Exercise prompt:
How would you sum up the column about The White Stripes' Elephant in two sentences?

Extracted text:
[Editor's Note: Best Album Ever is a column where critics talk about their favorite records and what was happening in their lives when they got into them.]

When I was a junior in high school in 2001, my boyfriend took me to see Almost Famous. As the credits rolled, he opined that it was “pretty good” — I knew then things wouldn't work out between us.

To me, Almost Famous was the life I aspired to, full of great music, groupies, glamour, good vibes, and rock hedonism. I wanted to be a rock star; I wanted to be a Band-Aid, but mostly, like the film's hero William Miller, I wanted to be a music journalist.

But wait, was I too late? “It's over,” the Lester Bangs character tells Miller, about rock music generally. “You got here just in time for the death rattle.”

Fast forward to college where, naturally, the people who loved me encouraged me to study something different than journalism. I took their advice, as the internet was clearly killing both the music and journalism industries. But then, in 2003, The White Stripes' Elephant came out.

The fourth full length LP from the Detroit duo, Elephant had it all. Album opener “Seven Nation Army” was a rock and roll call to arms, with the sound then veering to raw garage noise with “Black Math,” which is followed by one of Jack White's — and music's — greatest fuck you songs, “There's No Home For You Here Girl.”

Next is a three song run of romance that starts with a badass cover of Burt Bacharach's “I Don't Know What To Do With Myself” (complete with Kate Moss pole dancing in the music video), followed by the plaintive “I Want to Be the Boy to Warm Your Mother's Heart,” and the heartsick “You've Got Her In Your Pocket.” Meg White's spooky vocal cameo on “In the Cold Cold Night” sums up her role as the band's strange, silent member (and a very under-appreciated drummer.) The whole operation then gets back to rocking with the lusty blues ballad “Ball and Biscuit.”

[Stored items from a collection]
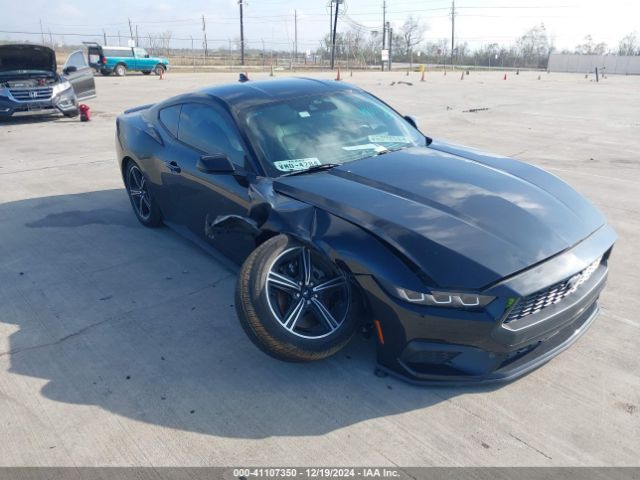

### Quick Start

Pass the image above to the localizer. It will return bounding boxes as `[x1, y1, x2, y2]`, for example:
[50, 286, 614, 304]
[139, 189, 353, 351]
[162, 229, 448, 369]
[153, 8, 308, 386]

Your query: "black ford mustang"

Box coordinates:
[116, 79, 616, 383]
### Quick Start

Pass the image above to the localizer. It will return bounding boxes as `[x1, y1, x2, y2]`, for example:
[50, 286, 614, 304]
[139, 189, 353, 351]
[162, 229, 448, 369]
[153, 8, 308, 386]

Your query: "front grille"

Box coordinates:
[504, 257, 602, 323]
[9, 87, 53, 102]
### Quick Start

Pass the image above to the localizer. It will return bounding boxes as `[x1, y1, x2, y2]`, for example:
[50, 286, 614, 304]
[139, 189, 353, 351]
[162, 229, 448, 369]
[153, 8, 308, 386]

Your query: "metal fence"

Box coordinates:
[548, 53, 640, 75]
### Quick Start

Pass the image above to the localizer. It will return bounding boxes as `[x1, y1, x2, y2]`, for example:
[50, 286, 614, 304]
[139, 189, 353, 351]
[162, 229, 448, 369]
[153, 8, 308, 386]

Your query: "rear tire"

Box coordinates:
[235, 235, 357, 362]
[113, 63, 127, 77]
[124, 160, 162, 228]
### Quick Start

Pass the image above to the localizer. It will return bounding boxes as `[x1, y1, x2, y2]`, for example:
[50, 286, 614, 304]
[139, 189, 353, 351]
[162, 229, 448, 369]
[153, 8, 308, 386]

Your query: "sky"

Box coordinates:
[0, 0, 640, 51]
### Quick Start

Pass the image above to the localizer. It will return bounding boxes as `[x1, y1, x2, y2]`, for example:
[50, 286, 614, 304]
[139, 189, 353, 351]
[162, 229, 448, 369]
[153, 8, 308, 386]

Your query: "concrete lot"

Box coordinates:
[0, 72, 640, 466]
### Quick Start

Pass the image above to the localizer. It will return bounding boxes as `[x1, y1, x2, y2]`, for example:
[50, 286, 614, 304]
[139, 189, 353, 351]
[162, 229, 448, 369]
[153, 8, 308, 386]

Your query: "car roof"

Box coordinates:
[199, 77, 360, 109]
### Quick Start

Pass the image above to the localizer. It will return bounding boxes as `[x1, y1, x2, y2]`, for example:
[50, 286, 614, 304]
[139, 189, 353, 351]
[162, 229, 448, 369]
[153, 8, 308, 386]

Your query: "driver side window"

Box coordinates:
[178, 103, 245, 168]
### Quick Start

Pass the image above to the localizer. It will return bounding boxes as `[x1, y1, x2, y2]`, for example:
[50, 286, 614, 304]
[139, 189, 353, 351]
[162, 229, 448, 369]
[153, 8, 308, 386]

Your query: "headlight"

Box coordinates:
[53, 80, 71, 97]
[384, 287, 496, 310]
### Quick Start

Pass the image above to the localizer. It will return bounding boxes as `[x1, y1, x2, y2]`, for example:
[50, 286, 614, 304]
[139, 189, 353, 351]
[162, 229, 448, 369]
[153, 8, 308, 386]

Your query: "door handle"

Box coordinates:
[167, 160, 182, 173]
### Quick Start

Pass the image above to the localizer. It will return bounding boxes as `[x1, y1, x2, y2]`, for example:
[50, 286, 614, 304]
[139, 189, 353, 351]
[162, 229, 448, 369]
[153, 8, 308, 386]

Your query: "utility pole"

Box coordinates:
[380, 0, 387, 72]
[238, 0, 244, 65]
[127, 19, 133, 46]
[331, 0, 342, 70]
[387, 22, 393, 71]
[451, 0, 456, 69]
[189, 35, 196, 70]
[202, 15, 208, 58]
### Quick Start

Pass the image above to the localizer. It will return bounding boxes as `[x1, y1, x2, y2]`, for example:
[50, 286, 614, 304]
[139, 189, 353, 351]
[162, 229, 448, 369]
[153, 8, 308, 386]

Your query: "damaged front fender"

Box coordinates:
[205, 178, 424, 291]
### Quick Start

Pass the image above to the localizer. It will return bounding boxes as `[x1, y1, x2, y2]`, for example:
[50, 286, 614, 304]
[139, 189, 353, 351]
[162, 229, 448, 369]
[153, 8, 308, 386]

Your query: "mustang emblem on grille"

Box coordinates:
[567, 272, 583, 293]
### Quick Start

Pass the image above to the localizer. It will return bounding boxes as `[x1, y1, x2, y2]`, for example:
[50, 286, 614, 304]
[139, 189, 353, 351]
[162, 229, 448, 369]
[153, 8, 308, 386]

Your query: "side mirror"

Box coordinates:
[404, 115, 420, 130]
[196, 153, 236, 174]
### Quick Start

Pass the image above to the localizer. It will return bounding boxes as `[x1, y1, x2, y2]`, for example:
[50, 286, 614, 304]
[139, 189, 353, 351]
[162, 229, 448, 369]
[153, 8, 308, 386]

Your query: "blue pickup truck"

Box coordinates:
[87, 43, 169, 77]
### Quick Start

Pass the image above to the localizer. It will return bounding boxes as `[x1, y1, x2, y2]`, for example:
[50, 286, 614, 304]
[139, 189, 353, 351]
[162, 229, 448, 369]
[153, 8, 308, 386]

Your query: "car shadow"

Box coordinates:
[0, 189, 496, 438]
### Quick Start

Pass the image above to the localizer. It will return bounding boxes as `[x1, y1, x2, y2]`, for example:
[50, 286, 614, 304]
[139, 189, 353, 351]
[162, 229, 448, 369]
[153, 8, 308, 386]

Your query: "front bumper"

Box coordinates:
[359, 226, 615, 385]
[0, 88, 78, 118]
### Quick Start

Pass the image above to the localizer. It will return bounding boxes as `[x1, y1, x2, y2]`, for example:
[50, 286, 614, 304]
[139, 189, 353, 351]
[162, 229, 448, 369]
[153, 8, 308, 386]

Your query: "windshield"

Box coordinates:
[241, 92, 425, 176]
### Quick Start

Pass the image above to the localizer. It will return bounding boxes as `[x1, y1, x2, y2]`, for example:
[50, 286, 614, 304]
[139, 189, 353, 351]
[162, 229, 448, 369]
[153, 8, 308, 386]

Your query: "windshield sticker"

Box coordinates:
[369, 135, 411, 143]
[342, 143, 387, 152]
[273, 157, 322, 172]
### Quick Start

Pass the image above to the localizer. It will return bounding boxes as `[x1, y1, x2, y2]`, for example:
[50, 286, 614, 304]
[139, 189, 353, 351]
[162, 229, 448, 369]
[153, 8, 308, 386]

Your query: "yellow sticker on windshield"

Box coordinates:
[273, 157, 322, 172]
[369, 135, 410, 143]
---
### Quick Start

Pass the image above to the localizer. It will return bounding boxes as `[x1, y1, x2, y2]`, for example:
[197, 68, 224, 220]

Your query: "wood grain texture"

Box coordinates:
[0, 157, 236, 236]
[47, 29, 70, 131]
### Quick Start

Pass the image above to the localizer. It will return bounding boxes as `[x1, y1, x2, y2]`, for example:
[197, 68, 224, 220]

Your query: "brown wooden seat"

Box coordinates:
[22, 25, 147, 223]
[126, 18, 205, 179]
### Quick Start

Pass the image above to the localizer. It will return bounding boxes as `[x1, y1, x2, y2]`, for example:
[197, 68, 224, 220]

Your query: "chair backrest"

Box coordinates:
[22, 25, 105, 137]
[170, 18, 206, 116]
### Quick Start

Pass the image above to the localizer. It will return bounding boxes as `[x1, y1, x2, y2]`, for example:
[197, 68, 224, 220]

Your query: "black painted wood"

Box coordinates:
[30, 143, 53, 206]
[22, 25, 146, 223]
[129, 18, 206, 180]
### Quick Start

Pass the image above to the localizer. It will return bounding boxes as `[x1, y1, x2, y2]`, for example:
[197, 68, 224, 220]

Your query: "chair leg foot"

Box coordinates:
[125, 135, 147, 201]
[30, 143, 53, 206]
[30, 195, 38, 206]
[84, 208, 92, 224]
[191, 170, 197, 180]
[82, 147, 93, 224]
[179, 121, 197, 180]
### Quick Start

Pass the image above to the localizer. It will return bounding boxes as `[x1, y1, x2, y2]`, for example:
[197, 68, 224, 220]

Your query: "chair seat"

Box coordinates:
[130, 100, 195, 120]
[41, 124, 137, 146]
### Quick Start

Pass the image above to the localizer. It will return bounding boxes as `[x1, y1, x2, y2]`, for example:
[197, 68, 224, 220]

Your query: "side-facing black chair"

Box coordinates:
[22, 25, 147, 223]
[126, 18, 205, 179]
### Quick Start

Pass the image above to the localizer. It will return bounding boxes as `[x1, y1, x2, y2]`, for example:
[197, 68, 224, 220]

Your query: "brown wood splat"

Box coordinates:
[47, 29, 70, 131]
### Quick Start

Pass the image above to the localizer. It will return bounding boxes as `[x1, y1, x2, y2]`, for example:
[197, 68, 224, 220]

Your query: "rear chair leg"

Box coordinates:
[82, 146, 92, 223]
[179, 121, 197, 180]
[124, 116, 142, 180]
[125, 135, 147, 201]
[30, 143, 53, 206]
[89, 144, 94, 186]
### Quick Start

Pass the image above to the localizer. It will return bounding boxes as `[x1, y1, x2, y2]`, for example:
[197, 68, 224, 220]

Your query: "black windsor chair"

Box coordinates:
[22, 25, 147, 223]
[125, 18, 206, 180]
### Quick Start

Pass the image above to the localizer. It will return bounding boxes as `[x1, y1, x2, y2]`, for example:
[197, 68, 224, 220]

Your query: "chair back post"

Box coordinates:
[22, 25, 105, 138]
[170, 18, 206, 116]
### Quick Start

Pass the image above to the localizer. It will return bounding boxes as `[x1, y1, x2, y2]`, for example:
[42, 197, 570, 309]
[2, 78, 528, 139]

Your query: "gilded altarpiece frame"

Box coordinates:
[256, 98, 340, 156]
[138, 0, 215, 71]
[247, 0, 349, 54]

Exercise solution:
After seeing Almost Famous in 2001, the writer aspired to a life full of great music and most of all wanted to be a music journalist, but in college took advice to study something other than journalism because the internet was clearly killing both the music and journalism industries. Then The White Stripes' Elephant came out in 2003, and the writer walks through the album from the call-to-arms opener "Seven Nation Army" and the raw garage noise of "Black Math" to a three-song run of romance, Meg White's vocal cameo on "In the Cold Cold Night," and the lusty blues ballad "Ball and Biscuit."